» **GIVEN EXERCISE**: The line containing "blue clock face in this photo." marks where to begin; quote it and every line after it through the end of the data, exactly as written.

» **DATA SHOWN**:

+++

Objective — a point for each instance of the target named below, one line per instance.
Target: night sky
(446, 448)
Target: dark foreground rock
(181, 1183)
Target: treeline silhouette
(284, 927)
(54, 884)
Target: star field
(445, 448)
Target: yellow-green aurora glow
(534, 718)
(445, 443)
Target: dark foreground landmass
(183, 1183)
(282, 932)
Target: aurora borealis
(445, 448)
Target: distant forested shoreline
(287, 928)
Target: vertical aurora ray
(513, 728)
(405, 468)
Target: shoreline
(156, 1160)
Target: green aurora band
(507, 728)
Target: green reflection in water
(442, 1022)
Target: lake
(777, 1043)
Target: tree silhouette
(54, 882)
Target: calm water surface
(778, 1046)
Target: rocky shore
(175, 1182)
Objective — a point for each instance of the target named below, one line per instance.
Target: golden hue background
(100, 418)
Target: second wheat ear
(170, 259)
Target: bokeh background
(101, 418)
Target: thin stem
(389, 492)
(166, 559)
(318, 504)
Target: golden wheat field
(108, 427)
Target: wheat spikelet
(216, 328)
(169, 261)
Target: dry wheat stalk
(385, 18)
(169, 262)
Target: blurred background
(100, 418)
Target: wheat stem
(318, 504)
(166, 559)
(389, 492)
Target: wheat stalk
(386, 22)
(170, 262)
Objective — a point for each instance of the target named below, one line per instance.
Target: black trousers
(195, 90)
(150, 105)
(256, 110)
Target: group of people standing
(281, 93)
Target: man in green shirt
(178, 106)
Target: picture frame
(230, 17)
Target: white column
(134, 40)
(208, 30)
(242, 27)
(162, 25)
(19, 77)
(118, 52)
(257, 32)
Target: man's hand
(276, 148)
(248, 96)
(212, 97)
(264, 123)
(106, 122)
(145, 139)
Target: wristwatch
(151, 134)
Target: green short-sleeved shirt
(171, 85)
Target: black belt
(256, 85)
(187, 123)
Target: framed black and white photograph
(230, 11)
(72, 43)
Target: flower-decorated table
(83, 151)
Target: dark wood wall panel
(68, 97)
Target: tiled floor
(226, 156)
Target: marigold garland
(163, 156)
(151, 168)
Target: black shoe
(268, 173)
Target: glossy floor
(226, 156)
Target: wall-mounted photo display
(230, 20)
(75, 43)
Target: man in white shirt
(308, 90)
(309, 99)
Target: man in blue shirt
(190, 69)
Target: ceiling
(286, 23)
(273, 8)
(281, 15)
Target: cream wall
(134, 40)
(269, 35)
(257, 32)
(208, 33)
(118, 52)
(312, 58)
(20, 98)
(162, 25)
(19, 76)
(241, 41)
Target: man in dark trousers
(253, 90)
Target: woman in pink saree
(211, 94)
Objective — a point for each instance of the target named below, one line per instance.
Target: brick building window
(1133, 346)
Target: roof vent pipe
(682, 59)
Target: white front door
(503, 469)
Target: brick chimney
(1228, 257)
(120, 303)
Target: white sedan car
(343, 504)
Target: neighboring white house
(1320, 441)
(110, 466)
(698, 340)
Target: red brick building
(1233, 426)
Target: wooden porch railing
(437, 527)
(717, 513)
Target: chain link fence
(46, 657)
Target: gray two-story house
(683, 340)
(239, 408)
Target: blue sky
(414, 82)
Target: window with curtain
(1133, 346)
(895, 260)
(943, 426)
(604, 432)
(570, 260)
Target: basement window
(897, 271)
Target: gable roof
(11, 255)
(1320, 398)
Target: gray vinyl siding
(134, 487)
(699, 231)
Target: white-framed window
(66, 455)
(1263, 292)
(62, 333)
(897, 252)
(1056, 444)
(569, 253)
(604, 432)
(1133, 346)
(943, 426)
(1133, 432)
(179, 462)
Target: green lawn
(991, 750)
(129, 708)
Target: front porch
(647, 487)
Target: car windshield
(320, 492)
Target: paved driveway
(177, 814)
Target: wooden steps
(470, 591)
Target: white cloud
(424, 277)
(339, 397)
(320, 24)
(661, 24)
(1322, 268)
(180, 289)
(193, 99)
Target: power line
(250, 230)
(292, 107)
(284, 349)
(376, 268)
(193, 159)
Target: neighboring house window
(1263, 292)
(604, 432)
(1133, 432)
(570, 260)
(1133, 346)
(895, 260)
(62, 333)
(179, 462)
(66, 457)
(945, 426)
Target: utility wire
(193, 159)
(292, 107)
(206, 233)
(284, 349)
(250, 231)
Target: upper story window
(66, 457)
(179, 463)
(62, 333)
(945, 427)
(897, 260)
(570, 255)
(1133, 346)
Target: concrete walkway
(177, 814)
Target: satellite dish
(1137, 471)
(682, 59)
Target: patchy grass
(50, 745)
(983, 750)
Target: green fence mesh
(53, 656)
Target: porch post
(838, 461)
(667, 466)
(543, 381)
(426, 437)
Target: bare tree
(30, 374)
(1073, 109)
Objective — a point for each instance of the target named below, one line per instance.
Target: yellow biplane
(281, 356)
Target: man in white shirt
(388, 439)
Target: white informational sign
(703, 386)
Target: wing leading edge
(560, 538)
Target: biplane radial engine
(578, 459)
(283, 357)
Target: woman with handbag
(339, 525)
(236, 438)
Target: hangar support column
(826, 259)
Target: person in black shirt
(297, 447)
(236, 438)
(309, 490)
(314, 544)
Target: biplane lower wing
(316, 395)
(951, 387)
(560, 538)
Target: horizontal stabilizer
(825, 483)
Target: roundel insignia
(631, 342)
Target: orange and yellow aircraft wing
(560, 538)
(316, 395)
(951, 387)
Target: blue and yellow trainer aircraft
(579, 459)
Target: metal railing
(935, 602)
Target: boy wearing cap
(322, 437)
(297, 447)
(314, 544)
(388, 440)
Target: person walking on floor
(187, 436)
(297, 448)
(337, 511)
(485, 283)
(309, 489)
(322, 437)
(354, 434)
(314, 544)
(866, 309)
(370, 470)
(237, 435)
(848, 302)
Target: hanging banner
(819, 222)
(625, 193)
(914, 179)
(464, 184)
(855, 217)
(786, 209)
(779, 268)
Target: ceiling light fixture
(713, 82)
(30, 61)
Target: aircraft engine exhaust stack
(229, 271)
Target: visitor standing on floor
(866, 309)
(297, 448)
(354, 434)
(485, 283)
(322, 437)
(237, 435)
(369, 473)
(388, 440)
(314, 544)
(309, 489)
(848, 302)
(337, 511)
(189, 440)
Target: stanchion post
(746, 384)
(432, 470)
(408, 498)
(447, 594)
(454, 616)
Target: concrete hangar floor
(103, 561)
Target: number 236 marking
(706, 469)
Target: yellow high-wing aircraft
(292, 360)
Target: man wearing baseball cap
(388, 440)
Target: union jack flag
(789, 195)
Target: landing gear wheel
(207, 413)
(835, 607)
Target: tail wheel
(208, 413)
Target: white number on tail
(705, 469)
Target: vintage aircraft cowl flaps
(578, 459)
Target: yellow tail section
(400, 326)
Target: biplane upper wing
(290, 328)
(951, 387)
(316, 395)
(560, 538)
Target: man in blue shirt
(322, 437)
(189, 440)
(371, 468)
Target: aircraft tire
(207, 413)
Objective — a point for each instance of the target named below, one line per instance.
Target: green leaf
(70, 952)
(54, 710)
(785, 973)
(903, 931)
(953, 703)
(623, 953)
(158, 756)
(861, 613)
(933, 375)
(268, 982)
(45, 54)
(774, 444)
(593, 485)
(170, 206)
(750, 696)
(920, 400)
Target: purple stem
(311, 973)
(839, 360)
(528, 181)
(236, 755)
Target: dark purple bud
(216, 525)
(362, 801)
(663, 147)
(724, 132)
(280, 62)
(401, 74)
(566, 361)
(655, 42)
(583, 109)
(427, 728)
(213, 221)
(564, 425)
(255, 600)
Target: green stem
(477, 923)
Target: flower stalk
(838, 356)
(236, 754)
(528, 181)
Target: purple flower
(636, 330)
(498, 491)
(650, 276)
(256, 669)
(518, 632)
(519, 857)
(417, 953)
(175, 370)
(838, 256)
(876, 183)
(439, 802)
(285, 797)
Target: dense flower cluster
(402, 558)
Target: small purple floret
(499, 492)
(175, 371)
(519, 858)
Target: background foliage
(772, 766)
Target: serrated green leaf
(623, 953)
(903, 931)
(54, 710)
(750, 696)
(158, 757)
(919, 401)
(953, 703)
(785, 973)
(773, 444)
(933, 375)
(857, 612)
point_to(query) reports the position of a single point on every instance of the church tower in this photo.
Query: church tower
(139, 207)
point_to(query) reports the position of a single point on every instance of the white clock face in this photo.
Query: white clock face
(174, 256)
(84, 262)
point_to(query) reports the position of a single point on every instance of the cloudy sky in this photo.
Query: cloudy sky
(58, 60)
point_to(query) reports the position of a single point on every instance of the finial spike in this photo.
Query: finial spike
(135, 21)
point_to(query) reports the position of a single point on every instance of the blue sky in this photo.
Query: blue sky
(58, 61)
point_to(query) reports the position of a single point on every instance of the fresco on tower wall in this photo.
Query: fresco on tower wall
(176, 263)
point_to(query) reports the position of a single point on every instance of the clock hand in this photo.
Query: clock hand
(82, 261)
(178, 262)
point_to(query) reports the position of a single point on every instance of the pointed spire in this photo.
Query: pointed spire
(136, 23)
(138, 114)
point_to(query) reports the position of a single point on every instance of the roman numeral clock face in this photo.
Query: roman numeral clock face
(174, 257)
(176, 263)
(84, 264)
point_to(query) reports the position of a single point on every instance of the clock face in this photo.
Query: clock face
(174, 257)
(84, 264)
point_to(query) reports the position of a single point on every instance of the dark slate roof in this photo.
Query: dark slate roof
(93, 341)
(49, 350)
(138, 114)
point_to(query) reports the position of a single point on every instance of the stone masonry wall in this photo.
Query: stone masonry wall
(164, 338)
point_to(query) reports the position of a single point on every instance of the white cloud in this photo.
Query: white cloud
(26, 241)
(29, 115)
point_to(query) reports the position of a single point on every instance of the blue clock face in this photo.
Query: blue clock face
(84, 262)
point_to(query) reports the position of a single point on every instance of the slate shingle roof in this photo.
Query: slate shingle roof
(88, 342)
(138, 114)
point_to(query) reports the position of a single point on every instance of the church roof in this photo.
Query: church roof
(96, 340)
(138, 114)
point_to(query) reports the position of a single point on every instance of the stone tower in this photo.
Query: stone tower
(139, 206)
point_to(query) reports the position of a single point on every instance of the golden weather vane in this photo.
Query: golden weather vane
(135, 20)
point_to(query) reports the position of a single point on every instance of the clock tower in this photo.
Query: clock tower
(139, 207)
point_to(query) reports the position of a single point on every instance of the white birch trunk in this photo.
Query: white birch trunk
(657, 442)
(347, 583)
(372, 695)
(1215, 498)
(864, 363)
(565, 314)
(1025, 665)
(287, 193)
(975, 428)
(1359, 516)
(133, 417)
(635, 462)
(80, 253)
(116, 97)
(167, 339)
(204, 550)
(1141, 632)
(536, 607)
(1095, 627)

+++

» **EXERCISE ANSWER**:
point_to(query) reports the position of a single point on every instance of the blue clock face in this photo.
Query: blue clock face
(84, 262)
point_to(query) reports the position of a single point on every instance of the slate shingle roof in this photo.
Query: slate shingle roof
(88, 342)
(138, 114)
point_to(query) reports the position of a single point on every instance of the church roof in this photo.
Query: church roof
(96, 340)
(138, 114)
point_to(query) reports the position of a single point on every instance of the stone tower in this photo.
Query: stone tower
(139, 206)
point_to(query) reports the position of a single point on every instance of the golden weather vane in this photo.
Query: golden weather vane
(135, 20)
point_to(query) reports the position of a single point on every instance of the clock tower in this photo.
Query: clock tower
(139, 207)
point_to(query) reports the position of a single point on every instance of the white birch trunk in this photo.
Query: white birch trunk
(657, 442)
(347, 583)
(372, 695)
(1215, 498)
(864, 363)
(565, 314)
(1025, 665)
(287, 193)
(975, 428)
(1359, 516)
(133, 417)
(635, 462)
(80, 253)
(116, 97)
(167, 339)
(204, 550)
(1141, 632)
(536, 607)
(1095, 627)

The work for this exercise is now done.